◆ THE TASK ◆
Reproduce the part of the passage on the Air Travellers Security Charge from "At $24 for a" to "billion a year.", word for word.

◆ QUOTED PASSAGE ◆
Honourable senators, as we know, it is not unusual for a passenger to make more than one emplanement for a one-way ticket. According to information I received when I contacted the Canada Customs and Revenue Agency, if I were flying one-way but had a stopover for more than four hours, or if I had been given separate tickets for the different flights on my one-way journey, I would be charged a full $24.

Clearly, it is possible for one-way travellers to face more than one chargeable emplanement. It is indeed possible to be charged the maximum Air Travellers Security Charge of $24 for even one- way travel.

While the surcharge is supposed to equal $12 one way, that is not how much it costs everywhere. I am referring here to the Atlantic Provinces. In particular, I refer to Newfoundland and Labrador, New Brunswick and Nova Scotia. In those provinces, a harmonized sales tax of 15 per cent is charged, which is then applied to the security surcharge of $11.22, the end total of which is $12.90 in Atlantic Canada. As noted by the Alliance of Canadian Travel Agents recently, air travellers from these provinces are paying a security surcharge of almost $13 one way.

At $24 for a return trip, Canada's new security tax is the highest in the world. It is, on the average, 300 per cent higher than the security tax paid by our neighbours to the south. On the average, Americans pay about Can. $7.65, while Australia's security tax is just over Can. $8.00. It is interesting to note that in one of the world's greatest hot spots, Israel, the security charge is only $12.42. That is practically half of what Canadian are paying for the Air Travellers Security Charge, honourable senators.

By September, air travellers had already paid more than $160 million in this fee alone. Earlier projections quoted in media outlets such as the Calgary Herald indicate that the tax could raise between $2.2 billion and $3 billion a year.

Before the surcharge came into effect, calculations by the Finance Department were cited in the media. It was suggested that the tax would "gouge Canadian travellers for up to $1 billion more than the costs of all of the planned safety measures combined." Honourable senators, according to an article in the Toronto Sun on March 8, 2002, the department's figures suggest that the tax is at least 30 per cent larger than required.

◆ EXCERPTED DATA ◆
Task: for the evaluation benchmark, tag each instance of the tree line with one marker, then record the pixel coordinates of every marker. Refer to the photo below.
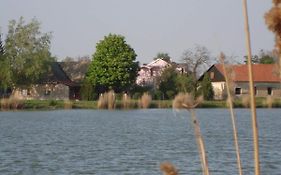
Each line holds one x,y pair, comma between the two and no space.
25,58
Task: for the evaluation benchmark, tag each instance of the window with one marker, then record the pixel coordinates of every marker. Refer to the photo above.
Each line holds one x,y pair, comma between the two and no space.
238,91
269,91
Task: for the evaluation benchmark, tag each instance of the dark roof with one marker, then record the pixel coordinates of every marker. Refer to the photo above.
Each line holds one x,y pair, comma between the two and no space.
75,70
56,75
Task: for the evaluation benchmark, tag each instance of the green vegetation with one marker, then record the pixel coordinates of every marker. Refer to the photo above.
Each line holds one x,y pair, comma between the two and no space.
27,52
119,104
113,66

◆ COMPLETE ANSWER ◆
At $24 for a return trip, Canada's new security tax is the highest in the world. It is, on the average, 300 per cent higher than the security tax paid by our neighbours to the south. On the average, Americans pay about Can. $7.65, while Australia's security tax is just over Can. $8.00. It is interesting to note that in one of the world's greatest hot spots, Israel, the security charge is only $12.42. That is practically half of what Canadian are paying for the Air Travellers Security Charge, honourable senators.

By September, air travellers had already paid more than $160 million in this fee alone. Earlier projections quoted in media outlets such as the Calgary Herald indicate that the tax could raise between $2.2 billion and $3 billion a year.